*** Opening of TASK INPUT ***

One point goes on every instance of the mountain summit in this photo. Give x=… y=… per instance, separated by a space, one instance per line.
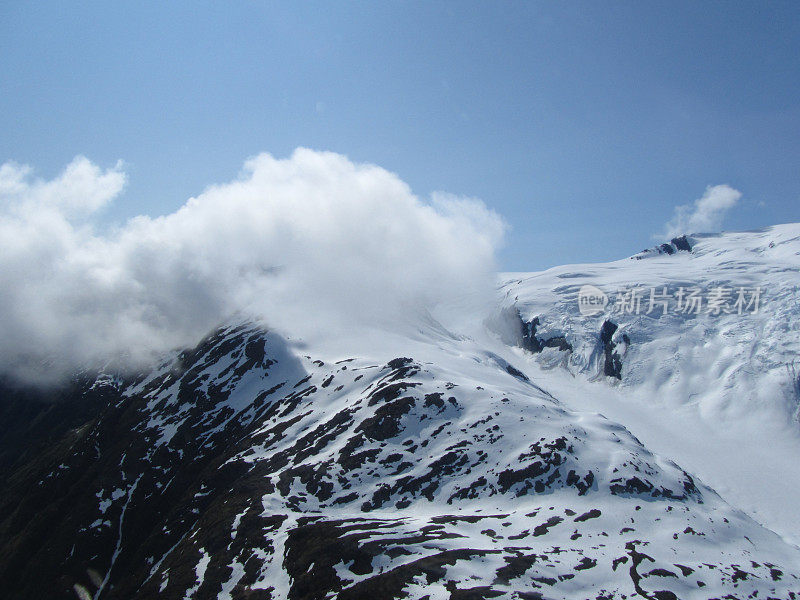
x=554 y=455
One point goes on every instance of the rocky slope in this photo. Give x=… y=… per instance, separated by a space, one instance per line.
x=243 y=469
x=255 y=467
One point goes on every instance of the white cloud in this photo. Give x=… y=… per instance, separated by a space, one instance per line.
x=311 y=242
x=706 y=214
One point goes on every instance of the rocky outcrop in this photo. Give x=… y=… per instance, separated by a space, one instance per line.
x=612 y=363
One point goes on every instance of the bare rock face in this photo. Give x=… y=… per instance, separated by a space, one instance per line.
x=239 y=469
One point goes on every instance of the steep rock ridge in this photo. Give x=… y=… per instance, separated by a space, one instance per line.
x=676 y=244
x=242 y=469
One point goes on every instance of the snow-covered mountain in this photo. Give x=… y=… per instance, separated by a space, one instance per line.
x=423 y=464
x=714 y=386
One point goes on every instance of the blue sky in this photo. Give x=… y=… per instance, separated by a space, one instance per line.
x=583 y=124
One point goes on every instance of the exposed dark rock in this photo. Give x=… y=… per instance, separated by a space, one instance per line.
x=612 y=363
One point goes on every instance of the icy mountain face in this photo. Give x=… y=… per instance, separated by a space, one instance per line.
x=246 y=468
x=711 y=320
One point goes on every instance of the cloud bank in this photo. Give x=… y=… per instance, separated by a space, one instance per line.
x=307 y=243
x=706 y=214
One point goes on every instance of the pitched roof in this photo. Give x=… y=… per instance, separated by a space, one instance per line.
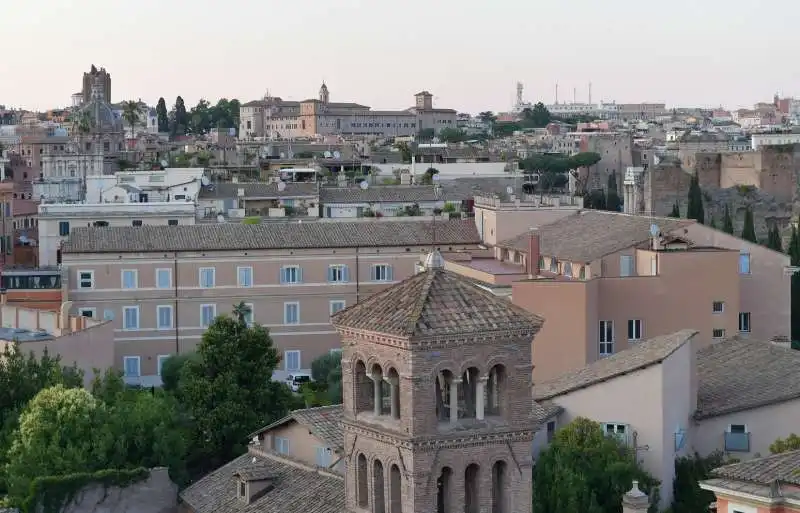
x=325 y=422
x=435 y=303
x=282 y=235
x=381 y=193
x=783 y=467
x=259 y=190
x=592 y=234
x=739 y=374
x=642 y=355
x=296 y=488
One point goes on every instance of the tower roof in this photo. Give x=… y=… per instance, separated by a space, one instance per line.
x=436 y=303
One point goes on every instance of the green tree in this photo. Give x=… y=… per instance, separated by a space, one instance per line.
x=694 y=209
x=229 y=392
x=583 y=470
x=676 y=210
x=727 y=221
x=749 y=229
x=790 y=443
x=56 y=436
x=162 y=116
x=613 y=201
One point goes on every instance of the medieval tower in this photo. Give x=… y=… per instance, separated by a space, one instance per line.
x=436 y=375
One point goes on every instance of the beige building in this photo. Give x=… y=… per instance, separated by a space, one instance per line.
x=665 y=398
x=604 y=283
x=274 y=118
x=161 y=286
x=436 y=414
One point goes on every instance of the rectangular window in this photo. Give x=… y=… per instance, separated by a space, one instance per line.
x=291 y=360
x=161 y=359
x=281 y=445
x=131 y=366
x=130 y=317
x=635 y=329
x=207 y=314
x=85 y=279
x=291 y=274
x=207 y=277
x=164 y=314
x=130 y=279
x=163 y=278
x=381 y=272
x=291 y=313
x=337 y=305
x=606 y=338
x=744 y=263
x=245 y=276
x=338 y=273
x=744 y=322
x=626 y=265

*** Close of TASK INPUT ***

WHAT YOU HAVE TO DO — Each record is to be restated word for word; no picture goes in.

WORKED SOLUTION —
One point goes on every instance of the mountain summit in this photo. Give x=… y=… per instance, separated by a space, one instance per line.
x=554 y=455
One point goes on every instance of the rocky slope in this photo. Give x=… y=… per instance, separated by a space, one instance per line.
x=243 y=469
x=255 y=467
One point goes on every instance of the white cloud in this photo. Give x=… y=… per instance, separated by a space, one instance per line.
x=311 y=242
x=706 y=214
One point goes on every instance of the rocky outcrop in this photo. Give x=… y=… per instance, separated by a space, one instance per line.
x=612 y=363
One point goes on every instance of the bare rock face in this photo. Give x=… y=… per instance, separated by a space, one instance per line.
x=239 y=469
One point goes on every instance of the steep rock ridge in this photo. Give x=… y=… per instance, separated by a space, one instance per line.
x=676 y=244
x=242 y=469
One point goes on every instance of the snow-covered mountain in this photo. Give x=… y=… per instance, separated by a space, one instance per line.
x=423 y=464
x=714 y=386
One point goes on every instance of the blue sky in this photo. Give x=… y=… per instance, separated by a space, one instance per line.
x=583 y=124
One point goes on every instance of the exposed dark rock in this photo. Give x=… y=… per instance, separated by a space, one instance per line.
x=612 y=363
One point goes on every instance of the icy mountain face in this photo. Give x=… y=… per instance, separated by a space, one instance per line.
x=246 y=468
x=711 y=320
One point goes on every instance of the cloud bank in this photo. Give x=… y=… per instance, separated by a space, one instance per line.
x=307 y=243
x=706 y=214
One point goes on every instance of the pitched roof in this photo. Give x=… y=… per instance, separated by a space, one instance per line.
x=325 y=422
x=435 y=303
x=282 y=235
x=381 y=193
x=783 y=467
x=259 y=190
x=592 y=234
x=739 y=374
x=642 y=355
x=296 y=488
One point goes on every instance of the tower roof in this photo. Give x=… y=… per instance, separated by a space, one instance per line.
x=436 y=303
One point goes on every instance of the green tree in this photo. Give x=… y=… per instance, separated by a space, one instance per line.
x=694 y=209
x=229 y=392
x=583 y=470
x=676 y=210
x=727 y=221
x=749 y=229
x=790 y=443
x=56 y=436
x=162 y=116
x=613 y=201
One point goes on every instance of the medieval tower in this photo. Give x=… y=… per instance, separated by a space, one instance per line.
x=436 y=375
One point goes on every instance of the beige building in this photo. Give x=… y=… per instance, separated by a space, one instance per line.
x=665 y=398
x=604 y=283
x=274 y=118
x=161 y=286
x=436 y=414
One point goes on every instance of the rectangular window in this photo. Give x=… y=… per instance, separated by a space, one instance per line.
x=291 y=360
x=161 y=359
x=281 y=445
x=131 y=366
x=130 y=317
x=635 y=329
x=207 y=314
x=85 y=279
x=291 y=274
x=207 y=277
x=164 y=314
x=130 y=279
x=163 y=278
x=381 y=272
x=291 y=313
x=337 y=305
x=606 y=338
x=744 y=263
x=245 y=276
x=338 y=273
x=744 y=322
x=626 y=265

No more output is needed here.